Dataset rows on where objects appear:
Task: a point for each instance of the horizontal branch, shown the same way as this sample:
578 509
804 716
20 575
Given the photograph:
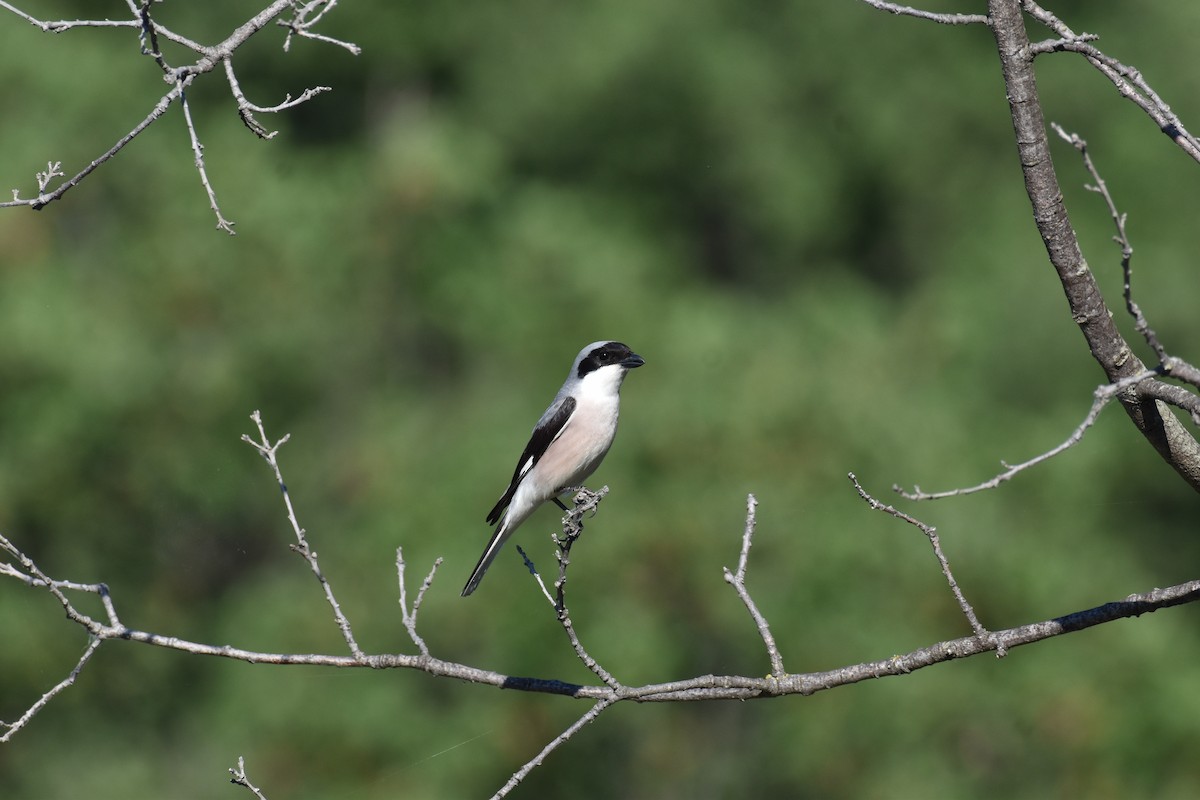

> [Stated goal] Copy the rows above word for word, but leave out the pictures.

> [Written response]
Task: a point for each instance of the horizontal branch, shown the same way as this sample:
578 509
804 716
20 575
Given the photograph:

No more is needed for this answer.